DATA FOR ANALYSIS ::
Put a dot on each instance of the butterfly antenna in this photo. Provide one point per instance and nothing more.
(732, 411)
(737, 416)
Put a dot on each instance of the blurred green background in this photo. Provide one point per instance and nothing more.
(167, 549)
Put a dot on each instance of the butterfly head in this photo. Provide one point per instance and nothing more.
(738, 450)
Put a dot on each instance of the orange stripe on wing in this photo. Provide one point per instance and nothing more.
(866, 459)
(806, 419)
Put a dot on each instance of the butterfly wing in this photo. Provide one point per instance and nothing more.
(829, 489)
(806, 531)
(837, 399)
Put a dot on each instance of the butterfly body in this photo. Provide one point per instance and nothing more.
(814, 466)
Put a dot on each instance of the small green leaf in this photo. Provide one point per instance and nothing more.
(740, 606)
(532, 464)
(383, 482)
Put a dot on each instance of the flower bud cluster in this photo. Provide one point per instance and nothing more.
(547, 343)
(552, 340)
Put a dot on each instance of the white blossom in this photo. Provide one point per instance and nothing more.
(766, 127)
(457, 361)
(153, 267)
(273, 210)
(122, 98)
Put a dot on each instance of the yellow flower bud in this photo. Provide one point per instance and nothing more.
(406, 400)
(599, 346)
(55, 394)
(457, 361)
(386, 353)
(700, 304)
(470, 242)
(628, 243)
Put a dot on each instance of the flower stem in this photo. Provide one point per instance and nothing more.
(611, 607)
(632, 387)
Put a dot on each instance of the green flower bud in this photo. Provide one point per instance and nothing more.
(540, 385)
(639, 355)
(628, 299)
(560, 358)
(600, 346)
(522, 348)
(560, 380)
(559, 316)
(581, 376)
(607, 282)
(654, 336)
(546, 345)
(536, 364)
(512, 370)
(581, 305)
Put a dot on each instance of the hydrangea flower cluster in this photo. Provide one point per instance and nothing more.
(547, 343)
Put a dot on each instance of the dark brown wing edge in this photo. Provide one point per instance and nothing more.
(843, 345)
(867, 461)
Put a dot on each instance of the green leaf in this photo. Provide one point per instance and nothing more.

ABOUT THIS TASK ::
Would you please give the data above again, exactly as it appears?

SOLUTION FOR THIS TASK ::
Put a dot on each instance of the butterfly antenna in this photo. Provide one point per instance and nothing more.
(732, 411)
(737, 416)
Put a dot on each instance of the blurred green background in this photo. Provide one point per instance and nothing more.
(167, 549)
Put a dot on each instance of the butterfly head in this photo. Provide one point per instance and nothing more.
(738, 450)
Put a dot on each instance of the orange stripe on wing in this photo. Provide one point per instance and nothing more.
(866, 459)
(806, 419)
Put a dot on each instance of the butterfly wing in this photo. Provide one point per instance and nothing more.
(829, 489)
(806, 531)
(837, 399)
Put a dot on each instance of the butterfly body in this photo. Provide one point per instance and nothing more.
(814, 466)
Put a dot on each instance of the small green leaf in this photo. Provide one point per instance and nothing more.
(740, 606)
(532, 464)
(383, 482)
Put a dot on each instance of the flower bud cluster in this photo. Provide one point per instance and nothing more.
(547, 343)
(552, 340)
Put a dot on each instance of the white blossom in this photo. Provide one point per instance and nothing more.
(766, 127)
(457, 361)
(153, 267)
(273, 210)
(122, 98)
Put a dot on each instance of the yellow flower bud in this photo. Provide one point per instance and nothing more.
(406, 400)
(599, 346)
(55, 394)
(457, 361)
(386, 353)
(700, 304)
(470, 242)
(628, 243)
Put a dot on each instance of the flower stem in this photo. Provide one point per instance and nothing more.
(611, 607)
(632, 387)
Put a dot on each instance of the green flower bud in this photo. Provide one point per instance and nothing more.
(540, 385)
(639, 355)
(628, 299)
(560, 358)
(600, 346)
(522, 348)
(560, 380)
(559, 316)
(581, 376)
(607, 282)
(654, 336)
(546, 345)
(536, 364)
(512, 370)
(581, 305)
Put a dot on each instance of the hydrangea flower cluster in this photo. Provide one point per instance and nothing more.
(547, 343)
Put a dot on each instance of the dark brown wing edge in this photo. Provide one point per instance and nothing more.
(843, 345)
(867, 461)
Put a dot on each instance of the green leaf in this photo. Provide one point per instance and nothing more.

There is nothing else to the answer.